Short problem 1 » According to the court passage, which case reported in 61 CWN 212 brought the provisions of O. 9 r. 5 before a Division Bench?

2. The learned Master is not a Court within the meaning of o. 9 r. 5 of the Code of Civil Procedure and so could not extend the time under the provisions of section 5 of the Limitation Act, 1963
(3.) In the case of Luxmi Trading v. Shriram Gobindanarayan reported in (1) 61 CWN 212 the provisions of O. 9 r. 5 came up for consideration before a Division Bench of this Court. Order 9, Rule 5 provides as follows:-
"O.9 r. 5-(l) where after a summons has been issued to the defendant or to one of several defendants, and returned unserved, the plaintiff fails, for a period of three months from the date of the return made to the Court by the office ordinarily certifying to the Court returns made by the serving officers, to apply for the issue of a fresh summons the Court shall make an order that the suit be dismissed as against such defendant, unless the plaintiff has within the said period satisfied the Court that -
(a) he has failed after using his best endeavours to discover the residence of the defendant who has not been served, or
(b) such defendant is avoiding service of process, or
(c) there is any other sufficient cause for extending the time.

Stored data »
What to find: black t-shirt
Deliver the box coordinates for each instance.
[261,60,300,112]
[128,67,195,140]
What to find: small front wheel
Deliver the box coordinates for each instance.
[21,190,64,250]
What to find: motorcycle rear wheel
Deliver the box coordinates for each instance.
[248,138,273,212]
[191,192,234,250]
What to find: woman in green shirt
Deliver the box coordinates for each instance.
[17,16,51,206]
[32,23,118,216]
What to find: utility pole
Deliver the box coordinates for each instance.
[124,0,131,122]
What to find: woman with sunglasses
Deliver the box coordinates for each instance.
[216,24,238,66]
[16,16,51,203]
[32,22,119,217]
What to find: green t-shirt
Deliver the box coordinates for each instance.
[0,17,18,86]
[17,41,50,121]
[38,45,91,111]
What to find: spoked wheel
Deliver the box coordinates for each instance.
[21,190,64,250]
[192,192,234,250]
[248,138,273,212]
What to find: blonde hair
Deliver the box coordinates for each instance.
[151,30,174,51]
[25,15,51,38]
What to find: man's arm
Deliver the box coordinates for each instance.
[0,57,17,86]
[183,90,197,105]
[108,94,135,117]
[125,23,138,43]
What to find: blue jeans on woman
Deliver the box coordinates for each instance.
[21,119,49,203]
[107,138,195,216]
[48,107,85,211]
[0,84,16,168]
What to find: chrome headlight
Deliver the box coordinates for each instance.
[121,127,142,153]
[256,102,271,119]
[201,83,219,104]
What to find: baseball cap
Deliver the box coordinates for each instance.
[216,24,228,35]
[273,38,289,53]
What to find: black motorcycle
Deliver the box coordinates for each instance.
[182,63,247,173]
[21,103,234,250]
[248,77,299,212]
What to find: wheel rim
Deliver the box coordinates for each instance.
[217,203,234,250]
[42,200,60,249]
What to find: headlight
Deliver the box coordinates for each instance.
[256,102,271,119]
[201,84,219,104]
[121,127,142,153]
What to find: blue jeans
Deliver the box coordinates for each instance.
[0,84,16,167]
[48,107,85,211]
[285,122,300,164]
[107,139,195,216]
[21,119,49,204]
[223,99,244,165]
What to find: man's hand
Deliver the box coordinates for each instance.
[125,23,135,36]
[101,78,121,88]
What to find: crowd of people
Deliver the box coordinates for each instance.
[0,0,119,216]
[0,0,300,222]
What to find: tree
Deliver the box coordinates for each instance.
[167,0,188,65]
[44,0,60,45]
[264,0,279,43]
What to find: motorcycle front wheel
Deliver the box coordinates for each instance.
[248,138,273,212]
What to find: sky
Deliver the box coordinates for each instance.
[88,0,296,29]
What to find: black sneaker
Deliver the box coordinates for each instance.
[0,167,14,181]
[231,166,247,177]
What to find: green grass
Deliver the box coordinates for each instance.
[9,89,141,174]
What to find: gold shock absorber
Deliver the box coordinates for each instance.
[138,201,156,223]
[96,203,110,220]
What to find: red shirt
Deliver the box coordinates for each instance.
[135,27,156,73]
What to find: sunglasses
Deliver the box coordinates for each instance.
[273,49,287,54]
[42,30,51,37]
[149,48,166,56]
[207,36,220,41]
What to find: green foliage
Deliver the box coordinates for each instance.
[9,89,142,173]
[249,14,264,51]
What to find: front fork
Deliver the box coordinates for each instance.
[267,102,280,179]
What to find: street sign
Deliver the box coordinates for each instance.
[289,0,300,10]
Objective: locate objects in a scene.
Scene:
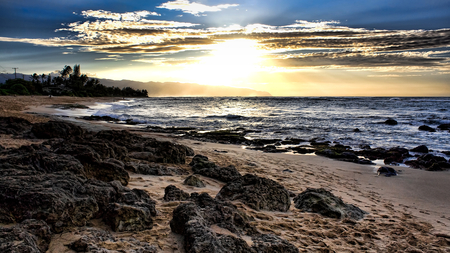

Short problem 2 » Write out everything in the records from the very first line down to the line containing "[25,15,51,38]", with both of those lines included. Add 47 to every box coordinate in the answers.

Output 1 » Luxmi Trading v. Shriram Gobindanarayan

Output 2 »
What to find: black t-shirt
Deliver the box coordinates for each instance.
[308,107,347,159]
[175,114,242,187]
What to find: small front wheel
Deliver the box coordinates for each instance.
[68,237,111,297]
What to find: motorcycle rear wheel
Deliver the box coordinates for each instance.
[295,185,320,259]
[238,239,281,297]
What to find: woman in green shirt
Deliver the box coordinates for each instance.
[64,63,98,253]
[79,70,165,263]
What to find: utility pole
Deliver the box coordinates for each instance.
[171,47,178,169]
What to find: woman with sunglasses
Deliver the box coordinates for each instance.
[263,71,285,113]
[63,63,98,250]
[79,69,166,264]
What to find: green t-shirt
Deliver the box coordinates for each instance.
[47,64,65,133]
[64,88,97,168]
[85,92,138,158]
What to find: spoked wheel
Deliver the box coordinates for each instance.
[68,237,111,297]
[239,239,281,297]
[295,185,320,259]
What to find: blonde hair
Deliver the box coordinates for each instance.
[198,77,221,98]
[72,62,98,85]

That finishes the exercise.